## Direction
Quote each of the entries below verbatim, leaving every line unchanged.

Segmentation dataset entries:
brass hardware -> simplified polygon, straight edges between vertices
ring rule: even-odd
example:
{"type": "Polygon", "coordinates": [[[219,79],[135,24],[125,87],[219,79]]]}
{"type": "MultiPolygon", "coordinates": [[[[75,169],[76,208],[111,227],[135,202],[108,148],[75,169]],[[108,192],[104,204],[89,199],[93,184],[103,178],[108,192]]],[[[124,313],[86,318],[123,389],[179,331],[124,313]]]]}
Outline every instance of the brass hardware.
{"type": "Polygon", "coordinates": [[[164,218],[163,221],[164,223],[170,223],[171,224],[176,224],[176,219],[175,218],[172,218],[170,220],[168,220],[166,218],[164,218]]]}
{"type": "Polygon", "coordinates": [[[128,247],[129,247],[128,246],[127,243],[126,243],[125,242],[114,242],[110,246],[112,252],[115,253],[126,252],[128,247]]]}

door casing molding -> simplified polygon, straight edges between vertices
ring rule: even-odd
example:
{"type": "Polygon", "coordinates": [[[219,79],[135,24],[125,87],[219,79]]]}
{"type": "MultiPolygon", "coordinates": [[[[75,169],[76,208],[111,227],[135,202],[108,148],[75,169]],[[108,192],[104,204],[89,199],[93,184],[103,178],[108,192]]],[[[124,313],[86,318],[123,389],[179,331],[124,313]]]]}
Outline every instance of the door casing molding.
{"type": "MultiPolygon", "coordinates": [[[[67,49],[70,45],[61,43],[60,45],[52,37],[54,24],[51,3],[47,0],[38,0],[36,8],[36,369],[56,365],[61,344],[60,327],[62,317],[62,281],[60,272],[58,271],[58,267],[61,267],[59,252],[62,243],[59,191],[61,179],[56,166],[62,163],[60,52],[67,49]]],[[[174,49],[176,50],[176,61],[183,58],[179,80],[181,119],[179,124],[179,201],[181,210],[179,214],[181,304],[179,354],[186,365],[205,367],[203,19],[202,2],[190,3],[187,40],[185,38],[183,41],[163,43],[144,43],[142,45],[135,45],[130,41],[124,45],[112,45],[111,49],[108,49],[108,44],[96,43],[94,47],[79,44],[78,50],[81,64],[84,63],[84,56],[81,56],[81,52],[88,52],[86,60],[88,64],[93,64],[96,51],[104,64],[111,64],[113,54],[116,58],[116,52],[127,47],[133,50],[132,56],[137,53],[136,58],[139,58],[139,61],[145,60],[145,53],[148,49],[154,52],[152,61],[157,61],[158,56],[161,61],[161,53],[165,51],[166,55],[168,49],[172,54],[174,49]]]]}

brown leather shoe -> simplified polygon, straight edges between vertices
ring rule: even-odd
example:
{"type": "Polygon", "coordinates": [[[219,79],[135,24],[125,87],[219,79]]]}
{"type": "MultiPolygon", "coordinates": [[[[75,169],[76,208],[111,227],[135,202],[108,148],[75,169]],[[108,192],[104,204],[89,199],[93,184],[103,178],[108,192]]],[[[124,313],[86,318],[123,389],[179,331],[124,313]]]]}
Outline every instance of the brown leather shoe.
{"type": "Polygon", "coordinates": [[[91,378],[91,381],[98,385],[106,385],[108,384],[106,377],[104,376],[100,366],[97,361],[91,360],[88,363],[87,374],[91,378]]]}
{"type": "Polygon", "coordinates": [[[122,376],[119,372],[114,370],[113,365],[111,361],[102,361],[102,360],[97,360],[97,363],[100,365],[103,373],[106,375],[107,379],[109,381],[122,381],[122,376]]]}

## Final result
brass hardware -> simplified polygon, straight edges between vertices
ring rule: even-odd
example:
{"type": "Polygon", "coordinates": [[[219,79],[135,24],[125,87],[219,79]]]}
{"type": "MultiPolygon", "coordinates": [[[[75,169],[76,208],[111,227],[135,202],[108,148],[75,169]],[[108,192],[104,204],[89,199],[93,184],[103,178],[108,192]]],[[[124,313],[86,318],[123,389],[179,331],[124,313]]]]}
Outline every instance of the brass hardware.
{"type": "Polygon", "coordinates": [[[164,218],[163,221],[164,223],[170,223],[171,224],[176,224],[176,219],[175,218],[172,218],[170,220],[168,220],[166,218],[164,218]]]}
{"type": "Polygon", "coordinates": [[[128,247],[129,247],[128,246],[127,243],[126,243],[125,242],[114,242],[110,246],[112,252],[115,253],[126,252],[128,247]]]}

door casing molding -> simplified polygon, straight edges between vertices
ring rule: even-odd
example:
{"type": "Polygon", "coordinates": [[[219,79],[135,24],[125,87],[219,79]]]}
{"type": "MultiPolygon", "coordinates": [[[[75,169],[76,208],[111,227],[135,202],[108,148],[75,169]],[[108,192],[104,204],[89,199],[93,184],[103,178],[108,192]]],[[[124,313],[86,318],[123,389],[179,331],[124,313]]]]}
Outline every instance of the door casing molding.
{"type": "MultiPolygon", "coordinates": [[[[67,49],[70,45],[61,43],[60,45],[52,37],[54,24],[51,3],[47,0],[38,0],[36,8],[36,369],[56,365],[61,344],[60,327],[62,317],[62,281],[60,272],[58,271],[58,267],[61,267],[59,252],[62,243],[59,191],[61,179],[56,166],[62,163],[60,52],[67,49]]],[[[174,49],[176,50],[176,61],[183,58],[179,80],[181,119],[179,124],[179,201],[181,210],[179,214],[181,304],[179,354],[186,365],[205,367],[203,19],[202,2],[190,3],[187,40],[185,38],[183,41],[163,43],[144,43],[142,45],[135,45],[130,41],[124,45],[112,45],[111,49],[108,49],[108,44],[96,43],[94,47],[79,44],[78,50],[81,64],[84,63],[84,56],[81,56],[81,52],[88,52],[86,60],[88,64],[93,64],[96,51],[104,64],[111,64],[113,54],[116,58],[116,52],[127,47],[133,50],[132,56],[137,53],[136,58],[139,58],[139,61],[145,60],[145,53],[148,49],[154,52],[152,61],[157,61],[158,56],[161,61],[161,53],[165,51],[166,55],[168,49],[172,54],[174,49]]]]}

brown leather shoe -> simplified polygon, straight edges between vertices
ring rule: even-odd
example:
{"type": "Polygon", "coordinates": [[[219,79],[135,24],[125,87],[219,79]]]}
{"type": "MultiPolygon", "coordinates": [[[[75,169],[76,208],[111,227],[135,202],[108,148],[75,169]],[[108,192],[104,204],[89,199],[93,184],[103,178],[108,192]]],[[[124,313],[86,318],[123,389],[179,331],[124,313]]]]}
Outline every instance of the brown leather shoe.
{"type": "Polygon", "coordinates": [[[91,378],[91,381],[98,385],[106,385],[108,384],[106,377],[104,376],[100,366],[97,361],[91,360],[88,363],[87,374],[91,378]]]}
{"type": "Polygon", "coordinates": [[[122,376],[119,372],[114,370],[113,365],[111,361],[102,361],[102,360],[97,360],[97,363],[100,365],[103,373],[106,375],[107,379],[109,381],[122,381],[122,376]]]}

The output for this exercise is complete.